Exercise material: Begin

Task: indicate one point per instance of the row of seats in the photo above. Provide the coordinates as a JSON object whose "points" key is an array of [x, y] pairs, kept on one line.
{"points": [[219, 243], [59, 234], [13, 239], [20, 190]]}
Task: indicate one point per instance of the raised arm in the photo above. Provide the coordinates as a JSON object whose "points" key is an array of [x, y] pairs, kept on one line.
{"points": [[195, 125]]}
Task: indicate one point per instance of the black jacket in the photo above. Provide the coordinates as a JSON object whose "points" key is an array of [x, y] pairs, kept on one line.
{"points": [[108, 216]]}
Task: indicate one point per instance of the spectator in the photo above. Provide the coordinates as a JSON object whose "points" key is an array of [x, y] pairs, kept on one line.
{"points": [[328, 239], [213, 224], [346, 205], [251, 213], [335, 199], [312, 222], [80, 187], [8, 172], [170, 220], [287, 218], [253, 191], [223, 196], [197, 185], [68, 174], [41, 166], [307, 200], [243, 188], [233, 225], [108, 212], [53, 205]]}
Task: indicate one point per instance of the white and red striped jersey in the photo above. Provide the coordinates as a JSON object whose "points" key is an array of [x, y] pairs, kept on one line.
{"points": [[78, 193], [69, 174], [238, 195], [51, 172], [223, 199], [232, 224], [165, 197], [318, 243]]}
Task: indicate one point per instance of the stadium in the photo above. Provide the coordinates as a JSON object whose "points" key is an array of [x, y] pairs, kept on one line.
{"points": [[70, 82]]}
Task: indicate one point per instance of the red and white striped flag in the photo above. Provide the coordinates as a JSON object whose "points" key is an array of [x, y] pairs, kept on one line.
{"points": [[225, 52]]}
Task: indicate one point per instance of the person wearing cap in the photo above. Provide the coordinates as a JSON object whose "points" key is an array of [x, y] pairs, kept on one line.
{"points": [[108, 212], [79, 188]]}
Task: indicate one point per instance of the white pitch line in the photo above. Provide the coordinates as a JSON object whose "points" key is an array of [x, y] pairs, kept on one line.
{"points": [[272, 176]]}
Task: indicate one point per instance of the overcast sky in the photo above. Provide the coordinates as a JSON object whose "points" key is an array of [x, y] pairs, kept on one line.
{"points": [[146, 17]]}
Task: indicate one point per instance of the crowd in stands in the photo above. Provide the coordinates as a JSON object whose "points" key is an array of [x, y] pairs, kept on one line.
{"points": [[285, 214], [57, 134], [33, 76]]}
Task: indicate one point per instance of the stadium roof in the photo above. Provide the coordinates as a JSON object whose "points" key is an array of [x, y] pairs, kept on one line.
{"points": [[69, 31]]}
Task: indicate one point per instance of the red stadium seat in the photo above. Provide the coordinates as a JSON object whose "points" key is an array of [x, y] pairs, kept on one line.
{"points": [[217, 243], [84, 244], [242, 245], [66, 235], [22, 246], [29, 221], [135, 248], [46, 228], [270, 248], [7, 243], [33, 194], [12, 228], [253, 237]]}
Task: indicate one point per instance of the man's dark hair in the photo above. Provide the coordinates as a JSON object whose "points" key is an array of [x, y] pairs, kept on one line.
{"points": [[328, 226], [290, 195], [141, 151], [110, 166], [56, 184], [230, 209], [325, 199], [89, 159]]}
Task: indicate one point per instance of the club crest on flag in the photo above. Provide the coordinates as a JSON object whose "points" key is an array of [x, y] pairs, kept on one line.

Exercise material: End

■ **What needs to be done**:
The records above must be written out again exactly.

■ **Solution**:
Task: indicate one point per instance of the row of seats in the photo above. Provide the coordinates as a JSON object whose "points" key is an array of [x, y] pairs, kept on one line.
{"points": [[219, 243], [59, 234], [13, 239], [20, 190]]}
Task: indicate one point per instance of the raised arm in the photo above. Provide the coordinates as a JSON object whose "points" key is an array of [x, y] pairs, kept on one line.
{"points": [[195, 125]]}
Task: indicate one point per instance of the black jacket in the photo above. Provide the coordinates as a JSON object whose "points" key is an array of [x, y] pairs, kept on one line.
{"points": [[108, 216]]}
Task: indicate one point per instance of the spectator in the photo above. Provide the coordinates as a JSON object whose "points" key is an array of [x, y] pairs, kept on one line.
{"points": [[328, 239], [213, 224], [346, 205], [251, 213], [335, 199], [312, 222], [80, 187], [8, 172], [170, 220], [287, 218], [253, 191], [223, 196], [197, 185], [68, 174], [41, 166], [307, 200], [243, 188], [233, 225], [108, 212], [53, 205]]}
Task: indicate one point per instance of the white and red striped jersey in the photo above. Provide the coordinates as a JSON object whose "points" key is an array of [x, y] pairs, kept on one line.
{"points": [[78, 193], [69, 174], [238, 195], [51, 172], [223, 199], [232, 224], [165, 197], [318, 243]]}
Task: indicate one point per instance of the stadium in the photo above. Provide the coordinates as a JSON object whose "points" key is an array of [x, y] pairs, kept on one line.
{"points": [[70, 82]]}
Task: indicate one point per instance of the red and white striped flag in the photo above. Provide the coordinates as a JSON object whose "points" key is an array of [x, y] pairs, kept on one line.
{"points": [[225, 52]]}
Task: indicate one point per instance of the person wearing cap in the photo above. Provide the coordinates as a JSON object whose "points" key is an array of [x, y] pairs, kept on one line.
{"points": [[108, 212], [79, 188]]}
Task: indicate one point per instance of the white pitch line in the photo above. Provide the coordinates as a JSON object whose "points" key is an array of [x, y] pairs, kept on one line.
{"points": [[272, 176]]}
Task: indicate one point per instance of the overcast sky in the photo above. Provide the coordinates as a JSON object whose "points" key is an array of [x, y] pairs, kept on one line.
{"points": [[146, 17]]}
Task: indicate one point per instance of the crowd in stands in the photo above. Provide the coordinates as a JSON object whose "points" key is an array of [x, y] pairs, kept on one line.
{"points": [[285, 214], [57, 134], [33, 76]]}
Task: indicate one point per instance of the stadium roof in the photo above. Provide the coordinates as a JSON object whose "points" key is an array of [x, y] pairs, kept on one line.
{"points": [[69, 31]]}
Task: indicate one point per instance of the red stadium seat in the photo above. Provide the coordinates as a JSON object whose "points" key is an array of [x, y] pairs, kept on one line.
{"points": [[217, 243], [84, 244], [242, 245], [66, 235], [22, 246], [29, 221], [135, 248], [46, 228], [270, 248], [7, 243], [33, 194], [12, 228], [253, 237]]}
Task: indicate one point per instance of the man's dark hair in the photo above. Provide the coordinates as a JSON object whose "points" key is an array of [x, y] pairs, kept on one line.
{"points": [[328, 226], [290, 195], [141, 151], [110, 166], [56, 184], [230, 209], [325, 199], [89, 159]]}
Task: indicate one point per instance of the club crest on flag in the photo above. Provide the coordinates as a JSON object whose "points" key is an array of [x, y] pairs, kept on one line.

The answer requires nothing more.